── Records for this exercise ──

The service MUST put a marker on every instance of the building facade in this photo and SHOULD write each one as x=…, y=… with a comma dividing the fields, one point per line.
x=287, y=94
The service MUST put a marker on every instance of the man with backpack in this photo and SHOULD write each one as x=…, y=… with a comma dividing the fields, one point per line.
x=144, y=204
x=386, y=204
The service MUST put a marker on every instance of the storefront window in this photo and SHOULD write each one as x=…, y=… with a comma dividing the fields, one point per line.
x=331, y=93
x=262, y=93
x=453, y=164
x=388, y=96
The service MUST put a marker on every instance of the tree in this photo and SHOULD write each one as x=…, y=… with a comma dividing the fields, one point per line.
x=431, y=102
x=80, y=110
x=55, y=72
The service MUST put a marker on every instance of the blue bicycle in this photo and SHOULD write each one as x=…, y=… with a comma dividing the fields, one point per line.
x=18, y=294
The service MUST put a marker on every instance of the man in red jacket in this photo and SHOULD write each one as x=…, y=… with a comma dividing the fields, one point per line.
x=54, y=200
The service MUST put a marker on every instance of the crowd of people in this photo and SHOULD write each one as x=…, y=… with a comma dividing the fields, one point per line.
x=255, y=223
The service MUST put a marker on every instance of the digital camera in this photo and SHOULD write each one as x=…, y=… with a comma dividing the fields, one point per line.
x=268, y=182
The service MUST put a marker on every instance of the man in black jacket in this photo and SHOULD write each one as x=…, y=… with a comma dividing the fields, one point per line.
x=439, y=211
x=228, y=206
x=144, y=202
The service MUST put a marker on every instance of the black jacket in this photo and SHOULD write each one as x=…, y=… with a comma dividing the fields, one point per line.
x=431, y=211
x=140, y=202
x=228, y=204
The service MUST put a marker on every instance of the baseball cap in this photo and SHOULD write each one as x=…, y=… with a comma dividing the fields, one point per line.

───

◆ Exercise details ◆
Each record above has to be repeated word for word.

◆ Response ◆
The service MUST put a marker on every instance of the building facade in this photo and SHOULD write each one as x=…, y=… with a comma dividing the fields, one point per line.
x=287, y=94
The service MUST put a marker on every instance of the man with backpack in this photo and SHOULD write each one as x=…, y=… with a comma dividing the fields, one point per line.
x=144, y=204
x=386, y=204
The service MUST put a marker on every instance of the storefront window in this photo and SHOULD write each one as x=…, y=… with a comma dividing the fields, one point per line.
x=331, y=93
x=262, y=93
x=453, y=164
x=388, y=96
The service MUST put a marker on every instance of the tree in this photo and SHOULD write each one as x=…, y=… with a comma dividing the fields, one point per line.
x=431, y=102
x=80, y=110
x=55, y=72
The service MUST put a marker on every instance of the blue bicycle in this photo and SHOULD write each one as x=…, y=… with a comma dividing the fields, one point per line.
x=18, y=294
The service MUST put a marker on every instance of the man in red jacket in this photo and SHOULD write each one as x=…, y=… with a comma dividing the fields, one point per line.
x=54, y=200
The service MUST put a marker on every instance of the crowd of people in this photo and SHOULD write each one as x=…, y=… with a comma dividing the fields, one point per line.
x=255, y=223
The service MUST put a marker on every instance of the digital camera in this photo and SHOULD write each one as x=…, y=… with a comma dividing the fields, one point per line.
x=268, y=182
The service MUST put a marker on every instance of the man in black jacket in this photo and SHOULD write each one as x=…, y=… with a comma dividing the fields, one point per line.
x=439, y=211
x=228, y=206
x=144, y=202
The service MUST put a marker on every instance of the black jacket in this photo and SHOULD write each one as x=…, y=… with a comma dividing the fields, one point per line.
x=431, y=211
x=140, y=202
x=228, y=204
The service MUST put a marker on every instance of the baseball cap in this photo and SHOULD write each one as x=…, y=… with a comma dividing the fields, one point per line.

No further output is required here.